- [Records provided]:
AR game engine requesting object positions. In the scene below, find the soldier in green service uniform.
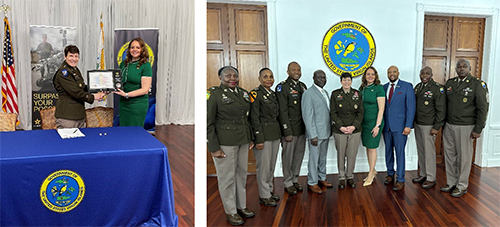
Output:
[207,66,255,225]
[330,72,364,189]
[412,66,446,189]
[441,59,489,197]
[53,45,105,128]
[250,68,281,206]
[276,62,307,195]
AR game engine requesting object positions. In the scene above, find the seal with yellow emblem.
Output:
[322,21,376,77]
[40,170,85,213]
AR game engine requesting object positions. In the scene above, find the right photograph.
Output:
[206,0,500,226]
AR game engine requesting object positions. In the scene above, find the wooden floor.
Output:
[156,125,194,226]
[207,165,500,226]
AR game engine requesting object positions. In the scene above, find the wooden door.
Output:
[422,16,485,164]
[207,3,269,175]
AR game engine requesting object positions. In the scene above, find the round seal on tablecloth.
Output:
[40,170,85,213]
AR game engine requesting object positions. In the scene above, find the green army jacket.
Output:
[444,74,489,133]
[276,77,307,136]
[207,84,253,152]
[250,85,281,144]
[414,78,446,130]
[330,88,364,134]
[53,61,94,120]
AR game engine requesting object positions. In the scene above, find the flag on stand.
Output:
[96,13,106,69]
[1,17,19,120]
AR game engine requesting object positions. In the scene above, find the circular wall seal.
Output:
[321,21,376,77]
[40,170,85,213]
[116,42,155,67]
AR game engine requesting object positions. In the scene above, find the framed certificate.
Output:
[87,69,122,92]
* * *
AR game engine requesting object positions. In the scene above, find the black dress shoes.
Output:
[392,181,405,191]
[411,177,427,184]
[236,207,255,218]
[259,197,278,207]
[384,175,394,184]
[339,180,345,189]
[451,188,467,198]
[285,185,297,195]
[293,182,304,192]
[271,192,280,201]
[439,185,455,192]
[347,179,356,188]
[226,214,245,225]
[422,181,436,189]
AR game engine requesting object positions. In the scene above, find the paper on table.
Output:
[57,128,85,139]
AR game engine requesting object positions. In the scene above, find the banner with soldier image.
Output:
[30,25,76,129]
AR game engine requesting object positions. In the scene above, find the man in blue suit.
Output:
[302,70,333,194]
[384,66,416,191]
==
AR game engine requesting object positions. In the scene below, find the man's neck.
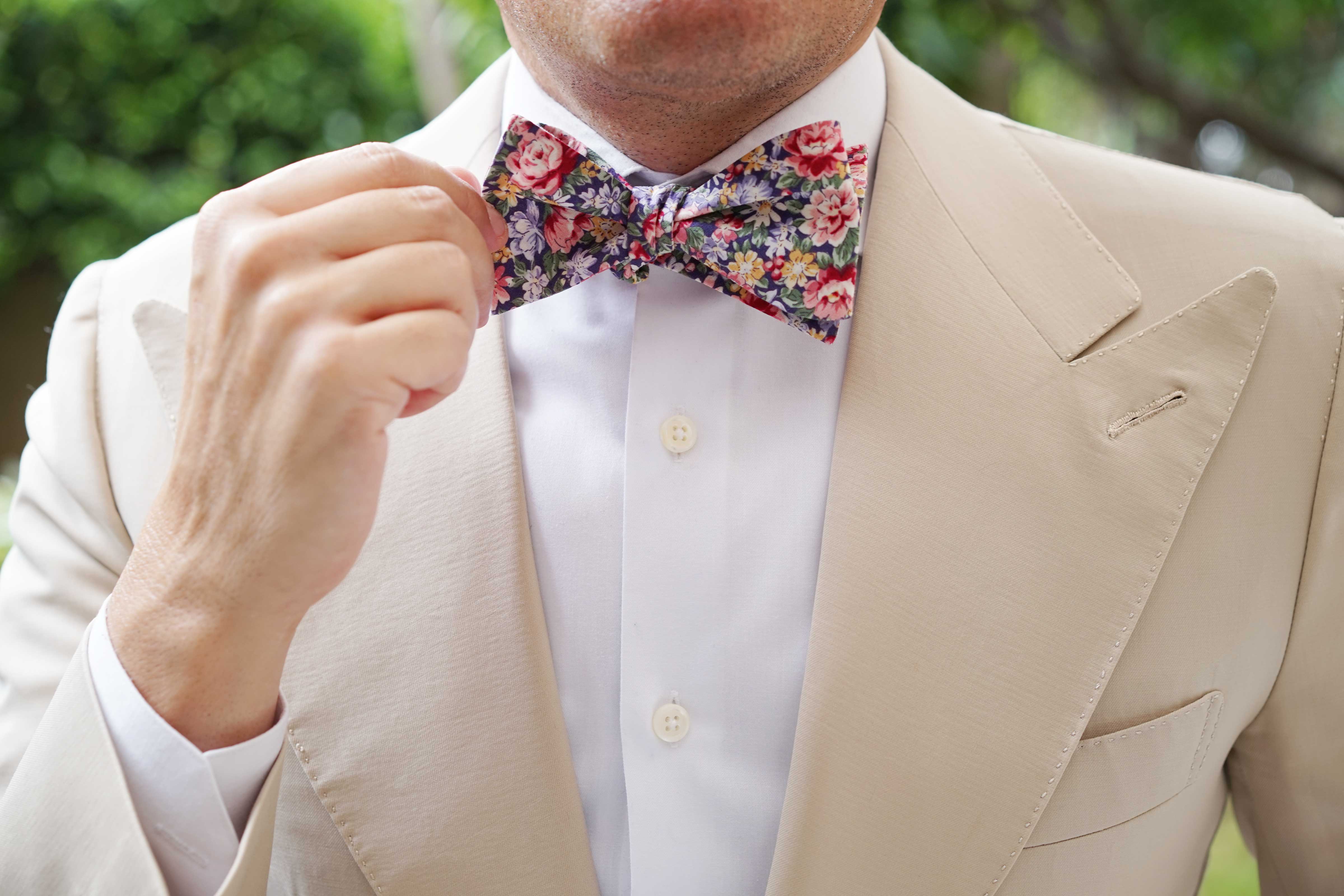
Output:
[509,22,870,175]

- [Set exercise]:
Starting at the line containing "green service uniform." and ending with the line containing "[87,69,122,92]", output those entry lines as a JSON list of strings, one string per line, with blank lines omitted. Leave out the pictures.

- [Output for this task]:
[
  "AR game engine requesting object positions. In the scene below, find the soldier in green service uniform.",
  "Output:",
  "[207,66,255,225]",
  "[330,72,364,189]",
  "[412,66,446,189]",
  "[441,59,489,197]",
  "[53,45,105,128]",
  "[250,68,281,206]",
  "[276,62,307,195]",
  "AR game engine requesting object positions. In the scene above, find the seal with yellow emblem.",
  "Output:",
  "[322,21,376,77]",
  "[40,170,85,213]",
  "AR game engine requesting object positions. In the scene above, find the right photograph.",
  "Output:",
  "[206,0,500,226]",
  "AR game engine requesting object positions. In the scene above, find the wooden floor.",
  "Output:",
  "[156,125,194,226]",
  "[207,165,500,226]",
  "AR game engine requesting object positions. In the scene above, find the wooden door.",
  "Output:",
  "[422,16,485,164]",
  "[207,3,269,175]",
  "AR game engine requesting object positions. In the scene above, find the round seal on tablecloth.",
  "Output:",
  "[40,170,85,213]",
  "AR game engine requesting object positions. In the scene above, find the green army jacket.",
  "Output:",
  "[444,74,489,133]",
  "[276,77,307,136]",
  "[207,84,253,152]",
  "[250,85,281,144]",
  "[414,78,446,130]",
  "[330,88,364,134]",
  "[53,61,94,120]",
  "AR game engine requesting object positions. In the scene above, find the flag on stand.",
  "Output:",
  "[96,13,106,69]",
  "[1,17,19,120]",
  "AR game engine requesting object positions. In the scene above, find the circular wall seal.",
  "Output:",
  "[321,21,376,77]",
  "[40,170,85,213]",
  "[116,42,155,67]",
  "AR game engine requesting object positions. In the scene above, find the framed certificate.",
  "Output:",
  "[87,69,122,92]"
]